要做的事:
a) 这篇 WordCount 教程的第3步提到要在 pom.xml 里加入几个 hadoop jar 包，请把它们的名字全部列出来。
b) 请抄写这篇 WordCount 教程中从“3、按参考页pom.xml中”开始、到“hadoop-common。”为止的一段，首尾这两处也要抄进去，一字不改。

文档片段:
「hadoop」win7 idea maven hadoop 运行WordCount示例

运行一个简单的hadoop实例，已自测成功。

假设已安装如下环境：

1、win7跑三台ubuntu虚拟机，虚拟机已成功安装hadoop2.8.1环境；

2、win7安装idea工具 idea2017；

3、win7安装hadoop2.8.1环境，并已配置相关的环境变量；

4、拷贝windows用的已编译好的hadoop.dll和winutils.exe，务必注意一定要是2.8.1版本的，参考 https://github.com/steveloughran/winutils

【步骤】

1、参考 http://blog.csdn.net/u011654631/article/details/70037219，该地址简称参考页；

2、idea创建maven的java工程；

3、按参考页pom.xml中集成相应的hadoop jar包；(有hadoop-mapreduce-client-core，hadoop-hdfs，hadoop-mapreduce-client-jobclient（务必去掉provideed控制），hadoop-mapreduce-client-common，hadoop-common。

4、最后通过$hdfs dfs -cat /test/out/part-r-00000查看统计结果。

所给记录:

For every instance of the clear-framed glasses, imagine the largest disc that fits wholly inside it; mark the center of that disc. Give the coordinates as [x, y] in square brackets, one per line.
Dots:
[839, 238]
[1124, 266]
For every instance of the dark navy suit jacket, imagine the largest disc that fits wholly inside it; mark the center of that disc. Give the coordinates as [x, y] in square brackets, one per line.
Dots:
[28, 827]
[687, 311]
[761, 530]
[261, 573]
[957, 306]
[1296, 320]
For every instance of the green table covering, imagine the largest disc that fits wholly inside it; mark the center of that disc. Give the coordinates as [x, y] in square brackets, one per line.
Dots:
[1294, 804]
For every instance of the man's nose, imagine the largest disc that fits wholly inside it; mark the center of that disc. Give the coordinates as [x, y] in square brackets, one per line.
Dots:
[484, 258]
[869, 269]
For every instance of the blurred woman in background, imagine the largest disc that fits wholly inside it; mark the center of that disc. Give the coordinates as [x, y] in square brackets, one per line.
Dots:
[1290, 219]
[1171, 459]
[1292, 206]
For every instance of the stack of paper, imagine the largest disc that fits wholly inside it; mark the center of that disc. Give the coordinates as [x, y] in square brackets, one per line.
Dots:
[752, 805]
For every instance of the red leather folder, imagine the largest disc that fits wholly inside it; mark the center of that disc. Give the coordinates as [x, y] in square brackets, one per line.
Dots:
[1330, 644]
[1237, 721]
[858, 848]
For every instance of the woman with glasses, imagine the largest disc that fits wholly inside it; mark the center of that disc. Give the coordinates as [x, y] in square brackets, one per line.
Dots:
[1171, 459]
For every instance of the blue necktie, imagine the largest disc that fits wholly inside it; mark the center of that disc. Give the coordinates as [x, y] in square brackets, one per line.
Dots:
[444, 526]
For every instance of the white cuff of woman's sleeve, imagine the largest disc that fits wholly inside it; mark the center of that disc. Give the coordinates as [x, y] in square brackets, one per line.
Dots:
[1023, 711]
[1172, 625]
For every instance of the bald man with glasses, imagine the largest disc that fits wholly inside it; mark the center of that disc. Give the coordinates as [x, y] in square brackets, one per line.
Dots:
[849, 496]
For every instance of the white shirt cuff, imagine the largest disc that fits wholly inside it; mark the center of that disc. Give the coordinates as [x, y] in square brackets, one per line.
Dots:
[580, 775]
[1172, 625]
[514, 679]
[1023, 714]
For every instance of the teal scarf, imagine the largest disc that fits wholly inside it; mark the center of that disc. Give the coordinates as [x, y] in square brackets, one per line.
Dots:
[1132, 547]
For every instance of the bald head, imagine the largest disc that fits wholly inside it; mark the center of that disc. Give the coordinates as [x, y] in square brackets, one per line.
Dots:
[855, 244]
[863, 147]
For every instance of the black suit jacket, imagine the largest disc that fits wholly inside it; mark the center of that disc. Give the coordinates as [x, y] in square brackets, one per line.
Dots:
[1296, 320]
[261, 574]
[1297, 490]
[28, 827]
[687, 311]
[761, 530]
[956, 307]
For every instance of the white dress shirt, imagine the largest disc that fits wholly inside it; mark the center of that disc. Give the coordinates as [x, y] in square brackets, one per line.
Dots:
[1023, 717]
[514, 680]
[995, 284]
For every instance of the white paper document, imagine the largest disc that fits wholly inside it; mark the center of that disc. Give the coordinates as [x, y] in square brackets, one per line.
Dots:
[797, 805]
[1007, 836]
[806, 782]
--
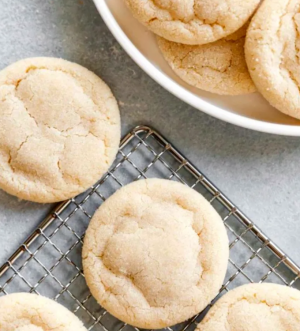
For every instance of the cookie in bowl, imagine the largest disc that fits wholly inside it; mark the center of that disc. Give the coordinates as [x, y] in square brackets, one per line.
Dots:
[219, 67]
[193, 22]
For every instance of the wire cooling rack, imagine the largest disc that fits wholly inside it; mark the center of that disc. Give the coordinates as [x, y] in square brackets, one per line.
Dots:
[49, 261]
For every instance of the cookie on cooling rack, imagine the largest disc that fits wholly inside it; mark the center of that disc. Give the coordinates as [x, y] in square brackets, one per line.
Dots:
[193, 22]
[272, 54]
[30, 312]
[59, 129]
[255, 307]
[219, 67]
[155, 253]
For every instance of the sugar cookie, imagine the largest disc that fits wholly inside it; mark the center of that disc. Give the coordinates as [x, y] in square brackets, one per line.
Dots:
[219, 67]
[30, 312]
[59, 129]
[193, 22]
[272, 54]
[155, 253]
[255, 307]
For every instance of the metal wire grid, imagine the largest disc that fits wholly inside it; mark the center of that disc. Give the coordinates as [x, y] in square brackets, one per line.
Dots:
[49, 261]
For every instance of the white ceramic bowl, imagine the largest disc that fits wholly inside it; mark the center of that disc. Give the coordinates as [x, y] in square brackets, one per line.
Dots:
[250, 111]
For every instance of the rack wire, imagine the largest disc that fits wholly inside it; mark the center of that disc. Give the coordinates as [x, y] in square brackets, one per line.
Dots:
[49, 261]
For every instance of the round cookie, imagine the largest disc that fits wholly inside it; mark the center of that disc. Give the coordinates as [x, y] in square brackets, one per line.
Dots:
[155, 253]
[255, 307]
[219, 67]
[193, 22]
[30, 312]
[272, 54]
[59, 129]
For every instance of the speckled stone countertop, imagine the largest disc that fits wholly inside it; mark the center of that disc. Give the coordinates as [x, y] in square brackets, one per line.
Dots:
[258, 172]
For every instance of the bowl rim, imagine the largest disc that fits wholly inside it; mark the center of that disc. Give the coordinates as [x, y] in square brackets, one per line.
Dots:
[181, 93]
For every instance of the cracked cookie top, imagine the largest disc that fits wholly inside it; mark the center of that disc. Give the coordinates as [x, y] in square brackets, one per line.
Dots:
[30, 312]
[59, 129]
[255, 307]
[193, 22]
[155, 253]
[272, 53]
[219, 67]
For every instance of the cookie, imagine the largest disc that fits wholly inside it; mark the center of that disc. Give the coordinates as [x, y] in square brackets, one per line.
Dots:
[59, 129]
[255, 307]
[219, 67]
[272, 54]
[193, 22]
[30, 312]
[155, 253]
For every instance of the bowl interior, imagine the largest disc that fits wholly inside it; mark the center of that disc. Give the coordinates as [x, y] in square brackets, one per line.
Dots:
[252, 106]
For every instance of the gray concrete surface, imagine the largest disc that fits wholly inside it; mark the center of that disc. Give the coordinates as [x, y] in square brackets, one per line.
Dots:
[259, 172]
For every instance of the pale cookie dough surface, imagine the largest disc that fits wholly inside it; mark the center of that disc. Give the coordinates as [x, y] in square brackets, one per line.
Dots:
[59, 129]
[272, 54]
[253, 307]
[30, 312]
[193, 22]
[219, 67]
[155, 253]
--
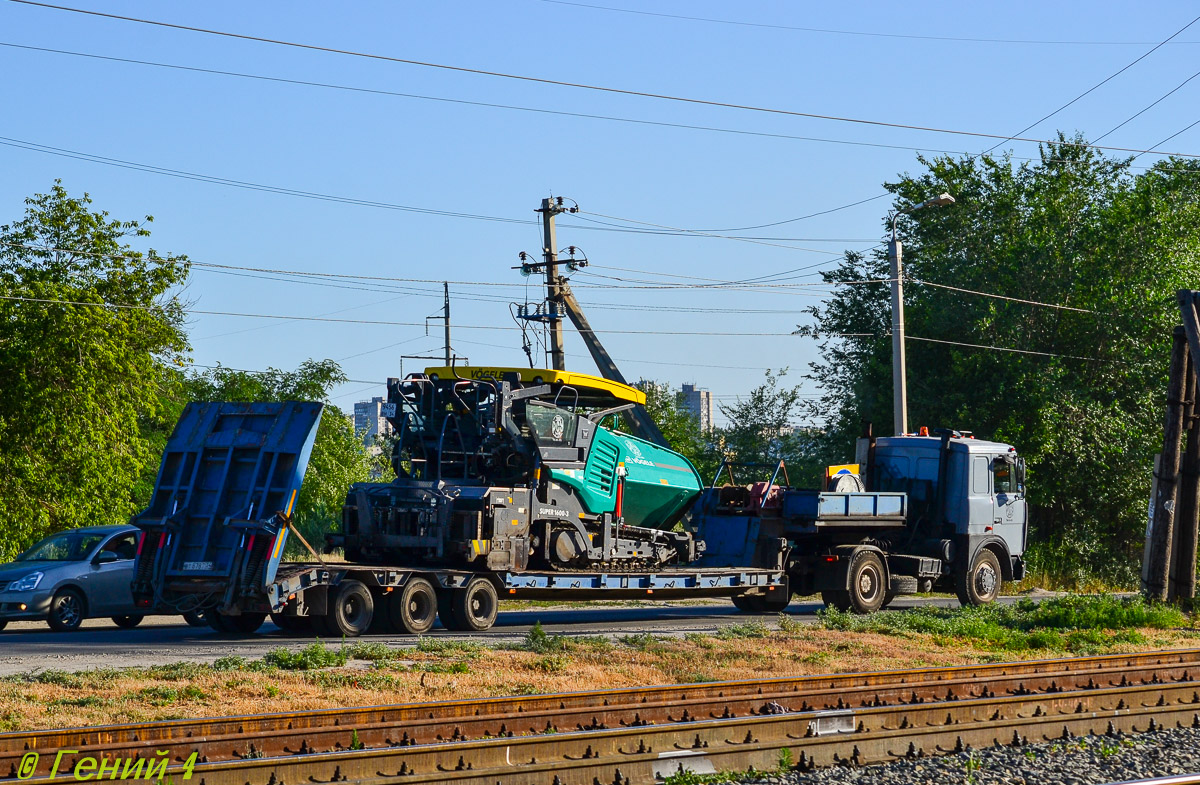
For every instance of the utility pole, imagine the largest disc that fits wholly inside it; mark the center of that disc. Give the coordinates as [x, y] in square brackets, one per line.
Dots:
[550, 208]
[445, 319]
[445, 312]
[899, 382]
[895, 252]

应有结果:
a)
hadoop-mapreduce-client-core
hadoop-hdfs
hadoop-mapreduce-client-jobclient
hadoop-mapreduce-client-common
hadoop-common

b)
3、按参考页pom.xml中集成相应的hadoop jar包；(有hadoop-mapreduce-client-core，hadoop-hdfs，hadoop-mapreduce-client-jobclient（务必去掉provideed控制），hadoop-mapreduce-client-common，hadoop-common。